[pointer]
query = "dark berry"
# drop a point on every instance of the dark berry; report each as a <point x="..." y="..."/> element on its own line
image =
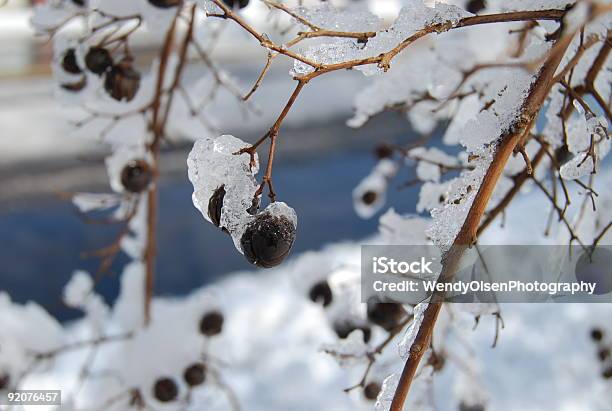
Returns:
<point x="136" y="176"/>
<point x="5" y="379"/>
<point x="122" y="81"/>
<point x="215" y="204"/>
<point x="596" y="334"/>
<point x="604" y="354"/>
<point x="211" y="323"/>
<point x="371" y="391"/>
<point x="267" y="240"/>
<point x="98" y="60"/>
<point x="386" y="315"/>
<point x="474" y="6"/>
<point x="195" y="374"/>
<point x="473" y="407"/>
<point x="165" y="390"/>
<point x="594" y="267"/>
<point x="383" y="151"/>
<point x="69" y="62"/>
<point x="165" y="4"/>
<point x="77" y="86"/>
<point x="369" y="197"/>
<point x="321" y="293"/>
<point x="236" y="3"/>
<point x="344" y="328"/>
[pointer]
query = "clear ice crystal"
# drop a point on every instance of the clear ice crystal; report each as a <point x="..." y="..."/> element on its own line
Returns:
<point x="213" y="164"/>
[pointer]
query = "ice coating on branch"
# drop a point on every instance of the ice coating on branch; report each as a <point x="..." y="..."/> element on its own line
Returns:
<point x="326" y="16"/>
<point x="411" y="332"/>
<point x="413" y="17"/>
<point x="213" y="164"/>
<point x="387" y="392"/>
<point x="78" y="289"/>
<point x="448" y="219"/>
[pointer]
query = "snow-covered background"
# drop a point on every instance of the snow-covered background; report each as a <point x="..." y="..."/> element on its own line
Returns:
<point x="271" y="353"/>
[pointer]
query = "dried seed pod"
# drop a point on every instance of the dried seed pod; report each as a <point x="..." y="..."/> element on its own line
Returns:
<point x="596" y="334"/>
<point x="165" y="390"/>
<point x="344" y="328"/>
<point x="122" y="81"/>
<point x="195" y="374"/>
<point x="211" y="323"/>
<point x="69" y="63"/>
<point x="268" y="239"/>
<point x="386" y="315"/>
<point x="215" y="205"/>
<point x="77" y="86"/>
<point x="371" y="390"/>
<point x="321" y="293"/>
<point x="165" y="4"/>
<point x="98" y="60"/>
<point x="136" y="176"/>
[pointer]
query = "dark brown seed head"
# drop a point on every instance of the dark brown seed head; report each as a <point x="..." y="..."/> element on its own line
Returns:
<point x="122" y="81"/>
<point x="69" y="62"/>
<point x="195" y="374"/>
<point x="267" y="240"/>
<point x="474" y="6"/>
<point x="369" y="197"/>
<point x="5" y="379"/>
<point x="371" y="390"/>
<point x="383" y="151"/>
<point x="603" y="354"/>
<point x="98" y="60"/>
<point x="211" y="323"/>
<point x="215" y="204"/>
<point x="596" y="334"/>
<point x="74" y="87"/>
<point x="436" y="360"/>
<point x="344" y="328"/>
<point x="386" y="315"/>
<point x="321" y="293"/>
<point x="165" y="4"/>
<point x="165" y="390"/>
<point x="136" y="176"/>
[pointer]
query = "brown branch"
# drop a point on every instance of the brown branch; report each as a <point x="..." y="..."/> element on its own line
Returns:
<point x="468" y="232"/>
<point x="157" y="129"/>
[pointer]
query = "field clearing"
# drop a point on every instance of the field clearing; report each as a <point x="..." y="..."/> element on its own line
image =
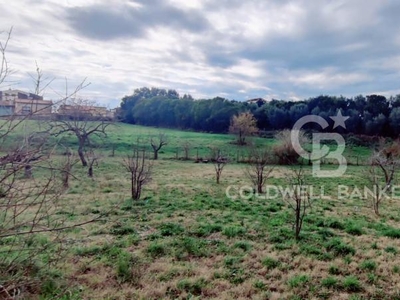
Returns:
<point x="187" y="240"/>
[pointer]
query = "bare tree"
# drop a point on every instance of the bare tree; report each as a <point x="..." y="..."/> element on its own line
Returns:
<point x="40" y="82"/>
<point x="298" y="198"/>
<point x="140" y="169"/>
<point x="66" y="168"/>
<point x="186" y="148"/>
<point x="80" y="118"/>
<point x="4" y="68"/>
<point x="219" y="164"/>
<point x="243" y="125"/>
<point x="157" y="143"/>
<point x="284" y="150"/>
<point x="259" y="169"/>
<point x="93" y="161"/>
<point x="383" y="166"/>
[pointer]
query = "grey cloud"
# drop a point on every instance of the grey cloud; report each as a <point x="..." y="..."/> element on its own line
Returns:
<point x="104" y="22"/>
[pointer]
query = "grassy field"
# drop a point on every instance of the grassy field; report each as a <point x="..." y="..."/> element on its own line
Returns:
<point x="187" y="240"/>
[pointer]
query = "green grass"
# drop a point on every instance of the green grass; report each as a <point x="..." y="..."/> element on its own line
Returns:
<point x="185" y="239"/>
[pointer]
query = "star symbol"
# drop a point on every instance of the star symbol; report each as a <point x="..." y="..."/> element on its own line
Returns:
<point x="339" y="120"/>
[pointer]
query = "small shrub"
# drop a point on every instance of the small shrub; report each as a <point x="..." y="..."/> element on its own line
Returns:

Task brief → Give the material again exactly as it is, but keep the pictures out.

Solution below →
[pointer]
query = "dark berry"
# drop a point on every instance of the dark berry; report each as a <point x="..." y="..."/> element on its own line
image =
Returns:
<point x="136" y="176"/>
<point x="5" y="379"/>
<point x="122" y="81"/>
<point x="215" y="204"/>
<point x="596" y="334"/>
<point x="604" y="354"/>
<point x="211" y="323"/>
<point x="371" y="391"/>
<point x="267" y="240"/>
<point x="98" y="60"/>
<point x="386" y="315"/>
<point x="474" y="6"/>
<point x="195" y="374"/>
<point x="473" y="407"/>
<point x="165" y="390"/>
<point x="594" y="267"/>
<point x="383" y="151"/>
<point x="69" y="62"/>
<point x="165" y="4"/>
<point x="77" y="86"/>
<point x="369" y="197"/>
<point x="321" y="293"/>
<point x="236" y="3"/>
<point x="344" y="328"/>
[pointer]
query = "clear ice crystal"
# drop a point on every instance of the clear ice crystal; report each as a <point x="..." y="..."/> element on its own line
Returns:
<point x="213" y="164"/>
[pointer]
query = "ice coating on branch"
# drop a point on every instance of the ice coating on branch; report each as a <point x="..." y="..."/> element on its own line
Returns:
<point x="326" y="16"/>
<point x="411" y="332"/>
<point x="413" y="17"/>
<point x="213" y="164"/>
<point x="387" y="392"/>
<point x="78" y="289"/>
<point x="448" y="219"/>
[pointer]
query = "snow-covered background"
# drop a point on every instance of the snow-covered background; report each as a <point x="..." y="..."/> element on its own line
Returns:
<point x="271" y="353"/>
[pointer]
query = "dried seed pod"
# drop a point on every instance of the dried seed pod; report each as a <point x="..." y="..."/> element on its own line
Returns:
<point x="596" y="334"/>
<point x="165" y="390"/>
<point x="344" y="328"/>
<point x="122" y="81"/>
<point x="195" y="374"/>
<point x="211" y="323"/>
<point x="69" y="63"/>
<point x="268" y="239"/>
<point x="386" y="315"/>
<point x="215" y="205"/>
<point x="77" y="86"/>
<point x="371" y="390"/>
<point x="321" y="293"/>
<point x="165" y="4"/>
<point x="98" y="60"/>
<point x="136" y="176"/>
[pointer]
query = "dark brown seed head"
# drop a point on every instance of the dark brown seed head; report each as a <point x="..." y="..."/> element on its own line
Returns:
<point x="122" y="81"/>
<point x="69" y="62"/>
<point x="195" y="374"/>
<point x="267" y="240"/>
<point x="474" y="6"/>
<point x="369" y="197"/>
<point x="5" y="379"/>
<point x="371" y="390"/>
<point x="383" y="151"/>
<point x="603" y="354"/>
<point x="98" y="60"/>
<point x="211" y="323"/>
<point x="215" y="204"/>
<point x="596" y="334"/>
<point x="74" y="87"/>
<point x="436" y="360"/>
<point x="344" y="328"/>
<point x="386" y="315"/>
<point x="321" y="293"/>
<point x="165" y="4"/>
<point x="165" y="390"/>
<point x="136" y="176"/>
[pointer]
query = "brown branch"
# drop a point on every instance of the brown branch; report each as a <point x="..." y="..."/> element on its own line
Returns:
<point x="468" y="232"/>
<point x="157" y="129"/>
[pointer]
query = "field clearing"
# drop a point on every instance of the field clearing; report each as a <point x="..." y="..."/> element on its own line
image =
Returns:
<point x="187" y="240"/>
[pointer]
query = "bare tree"
# drop a point on every instance of the bare tree; report each as a <point x="..." y="..."/> element on its own line
Returns:
<point x="40" y="82"/>
<point x="298" y="198"/>
<point x="140" y="169"/>
<point x="66" y="168"/>
<point x="186" y="148"/>
<point x="80" y="118"/>
<point x="4" y="68"/>
<point x="219" y="164"/>
<point x="243" y="125"/>
<point x="157" y="143"/>
<point x="284" y="150"/>
<point x="259" y="169"/>
<point x="93" y="161"/>
<point x="383" y="166"/>
[pointer]
query = "grey cloud"
# drop a point on every instance of the grey cloud; report each as a <point x="..." y="..."/> element on its own line
Returns:
<point x="104" y="22"/>
[pointer]
query = "grassy field"
# drop a point on every instance of the grassy field; report each as a <point x="..." y="..."/> element on its own line
Returns:
<point x="187" y="240"/>
[pointer]
query = "green grass"
# drop a point on every instance of the green grass; report each as a <point x="..." y="..."/> element on its own line
Returns:
<point x="185" y="239"/>
[pointer]
query = "star symbol"
# drop a point on every instance of the star symbol; report each as a <point x="..." y="..."/> element on its own line
Returns:
<point x="339" y="120"/>
[pointer]
query = "small shrub"
# drop a point on every instance of the small shrub; report each as a <point x="..." y="..."/> element on its own line
Returns:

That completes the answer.